_Text segment_:
* begin *
# PNI V2000 Digital Vehicle Compass



## thumbs (Apr 11, 2002)

Been thinkin about a compass for my truck.  I would like to get any info you guy's may have one them.  What seems to work best?  I was lookin a the PNI V2000 Digital Vehicle Compass and it seems to be a great little unit.  Anyone know if it really works in the real world?  Another question is that the unit has a altimeter built into it.  Anyone know if it works and if so is it pretty accurate?  I have one on a gps and it's worthless.

Thanks for the help

Gary

Gary

Souderton, Pa


----------



## Gary B (Apr 11, 2002)
* end *
_Data_:
* begin *
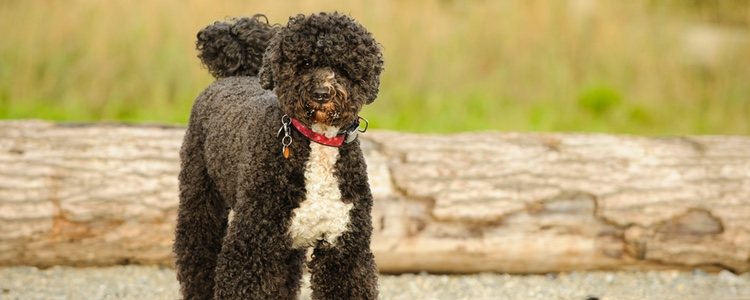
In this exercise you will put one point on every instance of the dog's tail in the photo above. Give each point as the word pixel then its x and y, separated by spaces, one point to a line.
* end *
_Job_: Please go on with the PNI V2000 compass thread from the point where it stops. The data plays no part in this.

_Exercise response_:
PNI V2000 Digital Vehicle Compass

Hi Gary, great name you have  , I have a PNI compass, not sure of the model, it doeswn't have the altimeter, but it works pretty good, the first one I got quite working after about 7-8 months, I contacted the mfg an they replaced it under warrenty. The replacement seems to work better, they go though batteries about every 4/5 months and when you change batteries you have to recalibrate it all over, which is some what of a job as you have to find an open area to be able to make 2 complete turns that take at least 20 seconds. I have a altimeter that I got at an auto parts place and it works great, have had it for about 10 years, I really like it when traveling. My GPS is the same way wouldn't trust it when flying (altimeter function). Happy trails GB


----------



## Kirk (Apr 14, 2002)

PNI V2000 Digital Vehicle Compass

For about the same price you can get a GPS which will give you headings, altitude, speed, and a bunch more information. And you don't have to adjust it for each vehicle to keep it accurate. I think that you would be much happier with one of those.

Good travelin !..................Kirk
www.1tree.net/adventure/

Good travelin! ......Kirk
www.1tree.net/adventure


----------



## drummerman (Apr 15, 2002)

PNI V2000 Digital Vehicle Compass

You would be much happier with a GPS.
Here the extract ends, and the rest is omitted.